▶ What you need to do
Copy out every line again, requests included, beginning at the line that has "target: door frame" and stopping after the last of the entries below. Offset each polygon coordinate in the answers by adding 65 to it.

▶ Records supplied
>>>>>
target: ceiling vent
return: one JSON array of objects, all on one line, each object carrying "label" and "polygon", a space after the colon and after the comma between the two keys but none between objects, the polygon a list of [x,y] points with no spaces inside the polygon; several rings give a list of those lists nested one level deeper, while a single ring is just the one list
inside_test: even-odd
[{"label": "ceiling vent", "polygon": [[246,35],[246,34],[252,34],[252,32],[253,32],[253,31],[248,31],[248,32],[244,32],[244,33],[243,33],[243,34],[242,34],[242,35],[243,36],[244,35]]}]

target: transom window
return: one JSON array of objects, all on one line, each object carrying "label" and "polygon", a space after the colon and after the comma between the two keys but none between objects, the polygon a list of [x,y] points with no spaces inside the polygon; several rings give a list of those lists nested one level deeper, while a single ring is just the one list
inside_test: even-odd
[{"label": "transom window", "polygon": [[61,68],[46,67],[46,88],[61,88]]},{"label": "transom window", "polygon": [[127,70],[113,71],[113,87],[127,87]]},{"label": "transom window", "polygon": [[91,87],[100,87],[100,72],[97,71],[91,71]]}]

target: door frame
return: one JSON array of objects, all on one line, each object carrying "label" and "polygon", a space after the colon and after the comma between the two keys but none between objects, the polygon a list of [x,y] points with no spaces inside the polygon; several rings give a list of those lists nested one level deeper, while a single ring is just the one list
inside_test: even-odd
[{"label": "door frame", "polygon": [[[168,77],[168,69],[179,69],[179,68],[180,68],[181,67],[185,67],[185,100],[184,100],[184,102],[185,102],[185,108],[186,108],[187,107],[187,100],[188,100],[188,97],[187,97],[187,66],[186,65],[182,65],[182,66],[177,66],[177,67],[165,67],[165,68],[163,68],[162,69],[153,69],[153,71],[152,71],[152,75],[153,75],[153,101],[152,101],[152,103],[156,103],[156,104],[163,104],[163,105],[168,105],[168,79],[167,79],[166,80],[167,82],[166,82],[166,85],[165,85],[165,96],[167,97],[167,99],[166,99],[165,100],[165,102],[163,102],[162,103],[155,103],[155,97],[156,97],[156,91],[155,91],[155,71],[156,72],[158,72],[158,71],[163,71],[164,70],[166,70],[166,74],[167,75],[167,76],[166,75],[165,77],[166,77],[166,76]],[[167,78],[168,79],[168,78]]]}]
<<<<<
▶ Written answer
target: door frame
return: one JSON array of objects, all on one line, each object carrying "label" and "polygon", a space after the colon and after the comma between the two keys but none between objects, the polygon a list of [x,y] points with no spaces inside the polygon; several rings give a list of those lists nested one level deeper, while a single ring is just the one list
inside_test: even-odd
[{"label": "door frame", "polygon": [[[233,142],[233,134],[244,134],[244,133],[245,133],[246,132],[250,132],[250,165],[249,165],[249,167],[250,167],[250,173],[251,173],[252,172],[252,165],[253,165],[253,162],[252,162],[252,131],[251,130],[247,130],[247,131],[242,131],[242,132],[230,132],[230,133],[228,133],[227,134],[218,134],[218,136],[217,136],[217,140],[218,140],[218,166],[217,166],[217,168],[221,168],[221,169],[228,169],[228,170],[233,170],[233,144],[232,144],[231,145],[232,147],[231,147],[231,150],[230,150],[230,161],[232,162],[232,164],[231,164],[230,165],[230,167],[228,167],[227,168],[220,168],[220,162],[221,162],[221,156],[220,156],[220,136],[221,137],[223,137],[223,136],[228,136],[229,135],[231,135],[231,139],[232,140],[232,141],[231,140],[230,142],[231,142],[231,141]],[[232,143],[233,144],[233,143]]]}]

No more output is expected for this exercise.